**Instructions for the task**: List each line in the data below that contains the string "building", copying every such line in full.

=== Extracted information ===

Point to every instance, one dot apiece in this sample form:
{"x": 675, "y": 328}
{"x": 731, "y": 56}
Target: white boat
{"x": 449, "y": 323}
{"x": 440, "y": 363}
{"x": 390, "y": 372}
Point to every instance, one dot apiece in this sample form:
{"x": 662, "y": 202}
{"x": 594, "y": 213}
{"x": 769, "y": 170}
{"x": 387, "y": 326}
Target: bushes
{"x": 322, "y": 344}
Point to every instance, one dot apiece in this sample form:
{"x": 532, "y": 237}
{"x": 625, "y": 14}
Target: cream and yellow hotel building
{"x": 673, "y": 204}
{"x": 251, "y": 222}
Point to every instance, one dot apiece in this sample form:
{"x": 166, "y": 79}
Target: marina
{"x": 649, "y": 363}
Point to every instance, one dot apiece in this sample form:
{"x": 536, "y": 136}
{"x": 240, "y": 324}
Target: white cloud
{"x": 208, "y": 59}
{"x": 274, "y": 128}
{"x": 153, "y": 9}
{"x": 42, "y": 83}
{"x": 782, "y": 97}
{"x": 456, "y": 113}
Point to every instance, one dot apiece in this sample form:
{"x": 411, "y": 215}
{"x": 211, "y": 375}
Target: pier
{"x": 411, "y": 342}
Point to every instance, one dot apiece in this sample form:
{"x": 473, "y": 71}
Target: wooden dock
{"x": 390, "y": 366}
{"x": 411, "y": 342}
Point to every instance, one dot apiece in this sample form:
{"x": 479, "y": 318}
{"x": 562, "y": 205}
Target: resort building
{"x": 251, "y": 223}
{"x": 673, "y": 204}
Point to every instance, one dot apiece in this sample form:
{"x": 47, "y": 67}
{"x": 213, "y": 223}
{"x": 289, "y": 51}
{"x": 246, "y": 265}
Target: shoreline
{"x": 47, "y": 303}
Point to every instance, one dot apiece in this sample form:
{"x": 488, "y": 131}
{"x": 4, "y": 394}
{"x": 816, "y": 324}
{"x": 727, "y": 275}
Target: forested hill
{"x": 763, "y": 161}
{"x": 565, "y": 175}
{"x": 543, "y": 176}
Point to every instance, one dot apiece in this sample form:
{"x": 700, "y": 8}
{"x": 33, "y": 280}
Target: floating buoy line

===

**Result of this exercise**:
Target: cream and yellow hotel building
Target: resort building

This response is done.